Одинокая школьная учительница натыкается на зажиточного помещика, и тот, как нам кажется, способен преобразить ее унылую жизнь.

Переформулируем погрубее:

Одинокая женщина сталкивается с возможным любовником.

Куда рассказ может двинуться дальше?

Просмотрите свои мысли, составьте список.

Какие варианты кажутся слишком уж очевидными? Иными словами, какие варианты, воплоти их Чехов, разочаруют вас как чересчур рабски следующие вашим ожиданиям? (Ханов на следующей же странице опускается на одно колено и предлагает руку и сердце.) А какие – чересчур случайны и вашим ожиданиям соответствовать не будут совсем? (Прилетает космический корабль и похищает Семена.)

Перед Чеховым стоит задача использовать созданные им ожидания, но не слишком точно.

Не торопитесь.

[3]

Этот Ханов, мужчина лет сорока, с поношенным лицом и с вялым выражением, уже начинал заметно стареть, но все еще был красив и нравился женщинам. Он жил в своей большой усадьбе, один, нигде не служил, и про него говорили, что дома он ничего не делал, а только ходил из угла в угол и посвистывал или играл в шахматы со своим старым лакеем. Говорили про него также, что он много пил. В самом деле, в прошлом году на экзамене даже от бумаг, которые он привез с собой, пахло духами и вином. Тогда на нем все было новенькое, и Марье Васильевне он очень нравился, и, сидя рядом с ним, она все конфузилась. Она привыкла видеть у себя экзаменаторов холодных, рассудительных, а этот не помнил ни одной молитвы и не знал, о чем спрашивать, и был чрезвычайно вежлив и деликатен, и ставил одни пятерки.

- Исходные данные

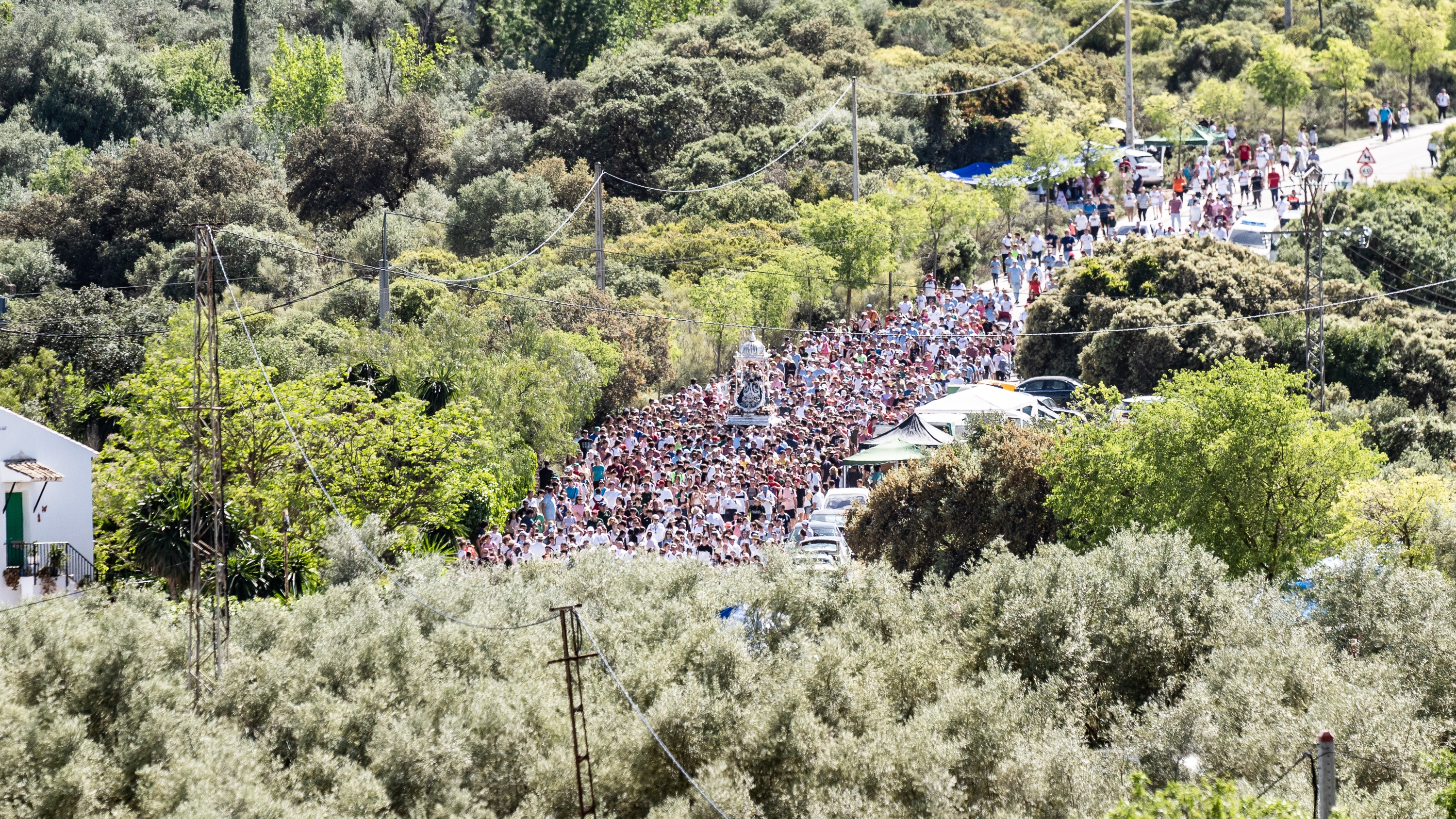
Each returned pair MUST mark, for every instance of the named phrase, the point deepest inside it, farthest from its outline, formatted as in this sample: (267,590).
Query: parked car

- Задание
Перепишите отрывок о рассказе Чехова между «Одинокая женщина сталкивается» и «не слишком точно.» включительно, заменив «космический корабль» на «воздушный шар».

- Результат задания
Одинокая женщина сталкивается с возможным любовником.

Куда рассказ может двинуться дальше?

Просмотрите свои мысли, составьте список.

Какие варианты кажутся слишком уж очевидными? Иными словами, какие варианты, воплоти их Чехов, разочаруют вас как чересчур рабски следующие вашим ожиданиям? (Ханов на следующей же странице опускается на одно колено и предлагает руку и сердце.) А какие – чересчур случайны и вашим ожиданиям соответствовать не будут совсем? (Прилетает воздушный шар и похищает Семена.)

Перед Чеховым стоит задача использовать созданные им ожидания, но не слишком точно.